AVAILABLE DATA: Begin

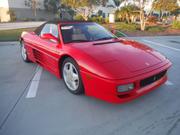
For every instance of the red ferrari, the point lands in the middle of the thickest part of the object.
(92, 60)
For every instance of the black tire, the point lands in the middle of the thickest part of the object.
(25, 58)
(80, 88)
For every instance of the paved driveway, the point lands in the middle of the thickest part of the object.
(52, 110)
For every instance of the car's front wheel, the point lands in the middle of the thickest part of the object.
(71, 76)
(24, 52)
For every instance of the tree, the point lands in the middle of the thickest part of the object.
(165, 6)
(51, 5)
(119, 2)
(128, 13)
(33, 4)
(83, 7)
(142, 14)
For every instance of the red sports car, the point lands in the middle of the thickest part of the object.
(92, 60)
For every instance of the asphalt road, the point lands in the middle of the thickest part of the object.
(18, 25)
(52, 110)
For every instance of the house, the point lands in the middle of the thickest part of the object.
(22, 10)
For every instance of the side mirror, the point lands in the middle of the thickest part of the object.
(49, 36)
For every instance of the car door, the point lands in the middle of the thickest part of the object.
(46, 51)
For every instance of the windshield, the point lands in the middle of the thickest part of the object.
(84, 32)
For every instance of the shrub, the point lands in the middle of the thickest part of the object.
(155, 29)
(176, 25)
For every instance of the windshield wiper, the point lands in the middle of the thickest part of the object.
(105, 38)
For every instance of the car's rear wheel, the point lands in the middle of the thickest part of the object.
(24, 52)
(71, 76)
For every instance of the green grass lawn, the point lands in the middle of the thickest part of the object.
(12, 35)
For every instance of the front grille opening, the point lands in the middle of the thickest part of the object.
(152, 79)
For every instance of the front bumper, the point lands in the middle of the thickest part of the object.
(106, 89)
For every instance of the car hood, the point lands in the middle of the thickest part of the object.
(118, 57)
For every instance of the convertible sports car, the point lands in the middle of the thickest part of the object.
(92, 60)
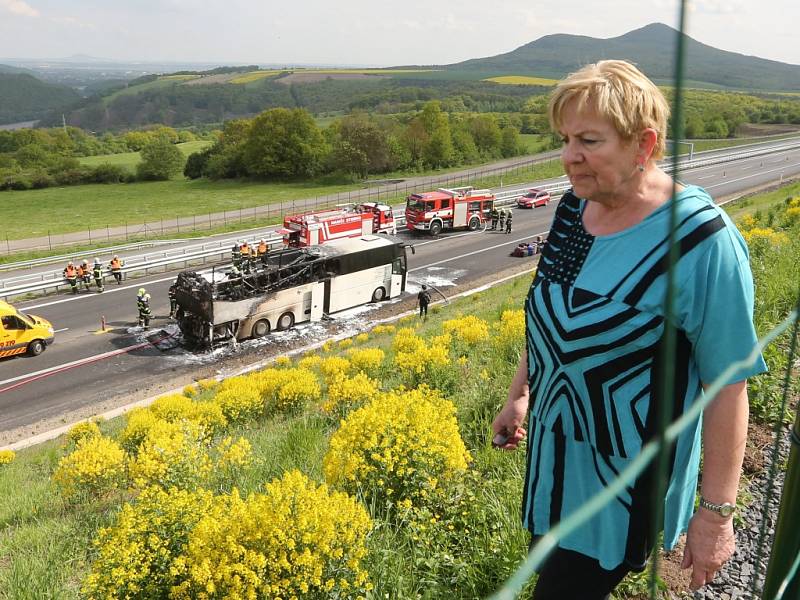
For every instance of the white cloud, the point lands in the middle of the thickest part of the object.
(18, 7)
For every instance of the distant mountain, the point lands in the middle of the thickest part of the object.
(23, 97)
(652, 48)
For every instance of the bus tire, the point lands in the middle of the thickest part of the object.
(36, 347)
(260, 328)
(285, 321)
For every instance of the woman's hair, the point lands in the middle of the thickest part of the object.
(619, 92)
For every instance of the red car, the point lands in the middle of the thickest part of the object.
(533, 198)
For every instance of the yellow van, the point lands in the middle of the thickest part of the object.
(21, 333)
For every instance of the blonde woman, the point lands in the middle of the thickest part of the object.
(591, 376)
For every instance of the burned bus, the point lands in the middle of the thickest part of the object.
(291, 286)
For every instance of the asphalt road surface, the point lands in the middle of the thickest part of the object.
(88, 370)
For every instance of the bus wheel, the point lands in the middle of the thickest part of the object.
(261, 328)
(285, 321)
(36, 347)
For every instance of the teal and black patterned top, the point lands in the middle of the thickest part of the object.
(595, 322)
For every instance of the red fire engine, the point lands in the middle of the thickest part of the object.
(309, 229)
(448, 209)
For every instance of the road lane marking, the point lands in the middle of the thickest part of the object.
(727, 181)
(29, 377)
(516, 241)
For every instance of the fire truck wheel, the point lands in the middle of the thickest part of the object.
(36, 347)
(261, 328)
(285, 321)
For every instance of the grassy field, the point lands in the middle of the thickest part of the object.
(129, 160)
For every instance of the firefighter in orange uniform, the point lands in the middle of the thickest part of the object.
(71, 275)
(116, 268)
(262, 251)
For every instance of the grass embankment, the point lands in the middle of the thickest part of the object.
(436, 532)
(129, 160)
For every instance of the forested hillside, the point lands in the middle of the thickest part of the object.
(652, 48)
(23, 97)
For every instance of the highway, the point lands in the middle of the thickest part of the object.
(87, 371)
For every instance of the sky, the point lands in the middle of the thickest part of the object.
(368, 32)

AVAILABLE DATA: End

EXERCISE
From the line containing "For every instance of the red fire" to the final line of the entries, print every line exactly and nothing else.

OUTPUT FOR THIS EXERCISE
For every instance of the red fire engine, the point lands in the middle of the thickest part of the object.
(309, 229)
(448, 209)
For every instance of the road lane marking, the point lands in the middle of the thickest part of the object.
(727, 181)
(29, 377)
(516, 241)
For every instance of the fire truck wheel, the point lands in the middle of the thickest part of the object.
(36, 347)
(261, 328)
(285, 321)
For every instance of the grassy field, the point lands in the middle of the thickest part of the object.
(129, 160)
For every instance of the firefighter in orange uniform, the point lands in the middle of the thickest part of the object.
(71, 275)
(116, 268)
(262, 251)
For every instance of the grass embankment, the point lands in the middle of the thickest part of the object.
(436, 532)
(129, 160)
For every instance of the forested hillside, the point lands in the middle of the thickest part of the object.
(652, 48)
(23, 97)
For every instance of the highway, the point lands in the middle of the thickest part of the object.
(87, 371)
For every instance of the sky, the point lands in the middle of the thickest part of the object.
(368, 32)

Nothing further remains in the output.